SHORT PROBLEM: Which lines in the data below contain the string "like"? Select and copy each of those lines, treating uppercase and lowercase letters as different.

DATA FOR THIS EXERCISE:
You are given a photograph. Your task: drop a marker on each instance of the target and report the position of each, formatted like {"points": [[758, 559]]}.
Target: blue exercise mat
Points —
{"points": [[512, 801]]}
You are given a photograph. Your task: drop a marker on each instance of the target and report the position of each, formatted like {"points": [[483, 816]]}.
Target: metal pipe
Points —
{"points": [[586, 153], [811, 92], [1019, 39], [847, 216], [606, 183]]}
---
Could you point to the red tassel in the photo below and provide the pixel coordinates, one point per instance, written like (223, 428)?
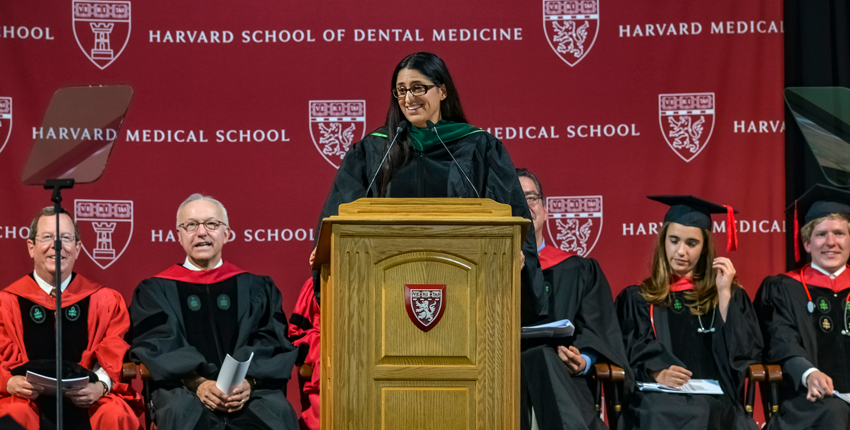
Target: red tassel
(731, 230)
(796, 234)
* * *
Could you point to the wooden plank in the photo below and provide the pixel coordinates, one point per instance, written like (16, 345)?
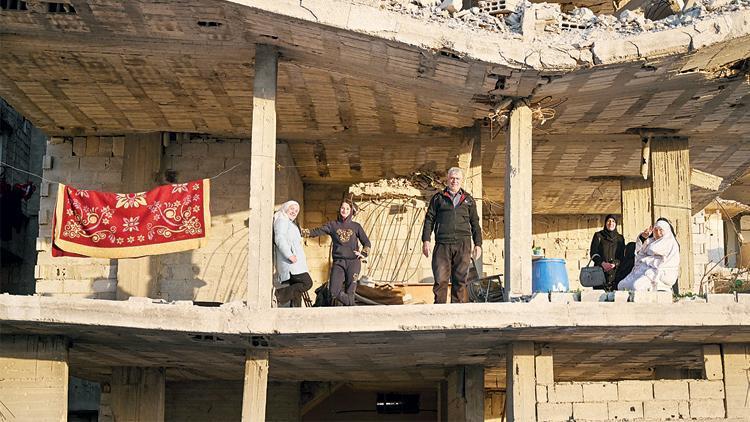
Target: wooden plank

EXPECTED ANSWER:
You are given a photograph. Your task: drop a marker on each instance of the target and report the position of each, formatted like {"points": [[758, 559]]}.
You are given a photograph. Your task: drop a marker on each instance of the target and report the position of each, formatted like {"points": [[483, 816]]}.
Could you point to the red tassel in the photo below and provide the pixel coordinates, one point per instance, written like (223, 428)?
Could you point to the wooden plank in the photo below and provide the pixel coordinates, one point per instance, written like (16, 345)?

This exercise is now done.